*Travail demandé*:
a. Réécrivez en liste numérotée, sans les lignes vides, les enregistrements compris entre la ligne contenant « job: outline the <item>forested » et la fin des enregistrements, bornes incluses.
b. Poursuivez le passage sur Bordiga et la négation de la propriété à partir de sa dernière phrase.

*Extrait source*:
-*-

Si, après 1945, des théoriciens comme Bordiga et d’autres ont pu avancer l’idée du communisme compris non comme propriété sociale ou collective mais comme une négation de toute forme de propriété4, cela n’est pas dû à une meilleure lecture des classiques (toute lecture, bonne ou mauvaise, est historiquement déterminée) mais plutôt au fait que des conditions historiques différentes conduisaient à lire les classiques avec un autre regard. Bordiga se réclamait de la plus stricte orthodoxie, mais cela ne suffisait pas à éliminer la nouveauté.

-*-

*Données de l'exercice*:

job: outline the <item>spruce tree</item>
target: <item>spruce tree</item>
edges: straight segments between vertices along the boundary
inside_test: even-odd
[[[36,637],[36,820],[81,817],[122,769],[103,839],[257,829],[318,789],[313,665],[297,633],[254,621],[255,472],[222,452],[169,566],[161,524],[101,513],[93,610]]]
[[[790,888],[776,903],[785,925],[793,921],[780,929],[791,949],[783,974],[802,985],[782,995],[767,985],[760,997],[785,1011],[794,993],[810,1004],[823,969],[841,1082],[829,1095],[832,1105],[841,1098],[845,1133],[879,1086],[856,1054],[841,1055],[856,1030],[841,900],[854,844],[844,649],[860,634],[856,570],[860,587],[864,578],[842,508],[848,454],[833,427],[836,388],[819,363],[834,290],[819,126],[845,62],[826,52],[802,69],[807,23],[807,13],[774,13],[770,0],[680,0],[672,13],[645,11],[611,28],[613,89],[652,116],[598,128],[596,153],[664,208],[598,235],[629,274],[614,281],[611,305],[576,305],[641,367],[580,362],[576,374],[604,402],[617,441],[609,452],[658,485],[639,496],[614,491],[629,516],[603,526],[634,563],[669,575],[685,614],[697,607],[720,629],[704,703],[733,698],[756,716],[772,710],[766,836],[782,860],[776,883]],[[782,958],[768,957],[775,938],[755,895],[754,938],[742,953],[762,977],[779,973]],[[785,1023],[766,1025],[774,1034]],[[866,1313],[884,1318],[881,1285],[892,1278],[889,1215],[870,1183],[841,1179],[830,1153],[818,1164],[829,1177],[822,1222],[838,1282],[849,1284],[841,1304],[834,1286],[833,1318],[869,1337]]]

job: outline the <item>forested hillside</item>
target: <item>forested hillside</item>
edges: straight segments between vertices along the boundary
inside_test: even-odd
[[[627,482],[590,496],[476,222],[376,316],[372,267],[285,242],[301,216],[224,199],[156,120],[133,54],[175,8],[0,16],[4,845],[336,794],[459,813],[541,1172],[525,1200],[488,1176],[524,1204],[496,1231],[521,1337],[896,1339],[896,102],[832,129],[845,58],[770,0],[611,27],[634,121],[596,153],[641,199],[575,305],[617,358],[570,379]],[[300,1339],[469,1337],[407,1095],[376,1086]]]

-*-

*Exercices corrigés*:
a.
1. job: outline the <item>forested hillside</item>
2. target: <item>forested hillside</item>
3. edges: straight segments between vertices along the boundary
4. inside_test: even-odd
5. [[[627,482],[590,496],[476,222],[376,316],[372,267],[285,242],[301,216],[224,199],[156,120],[133,54],[175,8],[0,16],[4,845],[336,794],[459,813],[541,1172],[525,1200],[488,1176],[524,1204],[496,1231],[521,1337],[896,1339],[896,102],[832,129],[845,58],[770,0],[611,27],[634,121],[596,153],[641,199],[575,305],[617,358],[570,379]],[[300,1339],[469,1337],[407,1095],[376,1086]]]

b.
De la même façon, le concept de communisation n’est pas tombé du ciel ; il émerge de la vague des luttes de classes des années 1960/70 et de leur critique. S’il est clair que ces luttes ne se sont pas approchées d’une rupture insurrectionnelle, elles ont fait apparaître le prolétariat sous un jour différent de celui qui avait été transmis par les générations passées et elles ont permis d’entrevoir la forme même du passage au communisme, non plus comme la création des conditions d’un communisme toujours renvoyé aux calendes grecques (gestion ouvrière de la production, généralisation des conditions du prolétariat, développement des forces productives etc.) mais comme contenu inhérent au processus révolutionnaire dès son début. « Tout pas fait en avant, toute progression réelle importent plus qu’une douzaine de programmes » (Marx à Bracke, 5 mai 1875).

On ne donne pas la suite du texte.